──────── Source records
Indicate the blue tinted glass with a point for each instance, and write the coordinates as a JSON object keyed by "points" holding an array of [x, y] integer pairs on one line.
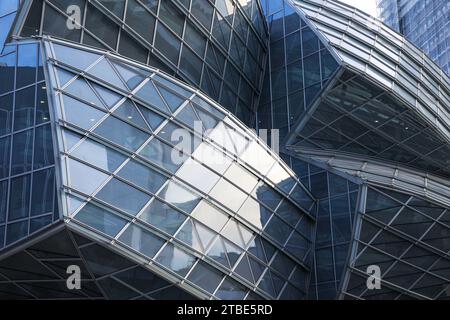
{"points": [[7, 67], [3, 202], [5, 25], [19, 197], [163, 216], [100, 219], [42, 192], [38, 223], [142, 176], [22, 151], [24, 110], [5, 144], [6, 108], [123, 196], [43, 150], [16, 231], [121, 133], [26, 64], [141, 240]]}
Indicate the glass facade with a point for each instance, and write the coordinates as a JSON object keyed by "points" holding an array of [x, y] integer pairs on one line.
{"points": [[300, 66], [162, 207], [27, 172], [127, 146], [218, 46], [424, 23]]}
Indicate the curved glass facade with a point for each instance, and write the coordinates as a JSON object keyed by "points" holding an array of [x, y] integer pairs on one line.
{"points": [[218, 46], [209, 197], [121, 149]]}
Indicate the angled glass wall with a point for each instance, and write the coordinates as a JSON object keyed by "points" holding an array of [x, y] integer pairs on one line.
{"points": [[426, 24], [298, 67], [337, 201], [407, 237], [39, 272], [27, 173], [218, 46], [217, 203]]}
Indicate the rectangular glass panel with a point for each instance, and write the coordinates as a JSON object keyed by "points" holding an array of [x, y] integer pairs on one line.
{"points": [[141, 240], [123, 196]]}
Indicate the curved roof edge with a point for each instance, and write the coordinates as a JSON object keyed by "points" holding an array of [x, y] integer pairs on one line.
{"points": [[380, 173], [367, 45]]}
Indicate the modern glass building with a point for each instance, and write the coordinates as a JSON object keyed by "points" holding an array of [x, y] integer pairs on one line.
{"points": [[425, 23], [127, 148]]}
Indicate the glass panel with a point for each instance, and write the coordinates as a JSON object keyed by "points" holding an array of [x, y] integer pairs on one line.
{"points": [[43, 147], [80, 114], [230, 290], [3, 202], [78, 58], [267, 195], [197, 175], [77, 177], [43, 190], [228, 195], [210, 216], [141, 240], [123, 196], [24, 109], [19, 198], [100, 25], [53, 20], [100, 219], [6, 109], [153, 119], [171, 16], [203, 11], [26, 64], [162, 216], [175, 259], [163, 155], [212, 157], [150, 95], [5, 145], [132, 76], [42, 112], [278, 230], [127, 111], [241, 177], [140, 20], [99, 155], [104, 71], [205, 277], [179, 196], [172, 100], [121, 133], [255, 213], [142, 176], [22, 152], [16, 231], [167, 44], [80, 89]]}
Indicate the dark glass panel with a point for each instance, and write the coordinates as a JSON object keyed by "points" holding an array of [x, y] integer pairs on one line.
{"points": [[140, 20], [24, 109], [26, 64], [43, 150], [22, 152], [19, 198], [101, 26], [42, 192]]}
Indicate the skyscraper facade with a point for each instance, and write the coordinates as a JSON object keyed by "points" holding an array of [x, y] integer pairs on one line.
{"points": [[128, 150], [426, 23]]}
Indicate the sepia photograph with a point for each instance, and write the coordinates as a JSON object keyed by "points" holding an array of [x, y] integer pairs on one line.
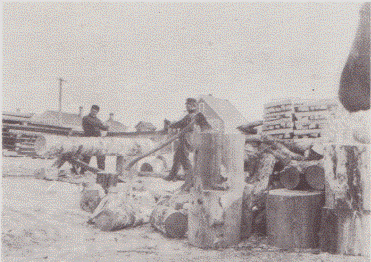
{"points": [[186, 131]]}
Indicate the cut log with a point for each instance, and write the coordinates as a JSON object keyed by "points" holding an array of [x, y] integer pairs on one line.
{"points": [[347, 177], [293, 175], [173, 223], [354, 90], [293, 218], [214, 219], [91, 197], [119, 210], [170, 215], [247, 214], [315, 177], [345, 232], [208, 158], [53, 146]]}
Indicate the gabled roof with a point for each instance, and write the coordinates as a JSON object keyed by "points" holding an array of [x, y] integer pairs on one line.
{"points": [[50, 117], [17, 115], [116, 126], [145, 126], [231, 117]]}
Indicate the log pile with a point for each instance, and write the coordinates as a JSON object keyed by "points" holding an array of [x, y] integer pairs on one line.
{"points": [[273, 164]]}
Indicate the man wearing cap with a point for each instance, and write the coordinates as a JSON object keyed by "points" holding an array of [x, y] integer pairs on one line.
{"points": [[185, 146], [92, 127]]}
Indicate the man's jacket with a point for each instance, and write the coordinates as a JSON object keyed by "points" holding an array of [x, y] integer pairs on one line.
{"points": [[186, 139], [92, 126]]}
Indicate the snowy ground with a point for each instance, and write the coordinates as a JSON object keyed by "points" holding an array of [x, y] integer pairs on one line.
────────────────
Go to the line that contains "Indicate the sepia" and copy exactly from there through the last line of the records above, both included. Omit pictures.

Indicate the sepia photograph with a point for each instance, and write the coordinates as a JSON object keyed by "points" holding an array of [x, y] integer pairs on one line.
{"points": [[186, 131]]}
Indicate the cut log with a point for each instance, and write the coordinates as a JSON object keyed by "points" holding an array of [x, y] integer pairs on one line.
{"points": [[347, 177], [293, 175], [173, 223], [354, 90], [293, 218], [214, 219], [91, 197], [119, 210], [170, 215], [247, 214], [315, 177], [345, 232], [208, 158], [53, 146]]}
Indicate the gabled roof with a point for each instance, and write the coordinates as a JSON object keyed by "points" holding an array of [x, y] integer pairs on one line.
{"points": [[50, 117], [17, 115], [116, 126], [145, 126], [231, 117]]}
Indicate the log pile with a point for each instance, and write the coordinates as a JSON object keyed by "points" holding an array of [x, y] integer pairs on one line.
{"points": [[273, 164]]}
Indicate the man wearing cap with a point for each instance, and write the coordinates as a JSON object keyed by "points" holding an array of [x, y] integer pairs on one line.
{"points": [[185, 146], [92, 127]]}
Indicate the man's jacket with a point for each instance, and write the coordinates as a JSON object keyed by "points" holding an array of [x, y] integer pairs on one line.
{"points": [[186, 139], [92, 126]]}
Indicate the snowy ground with a point for each instance, and write the coordinates as a JSON object keyed by "points" holding an array of [x, y] integer pairs on one line.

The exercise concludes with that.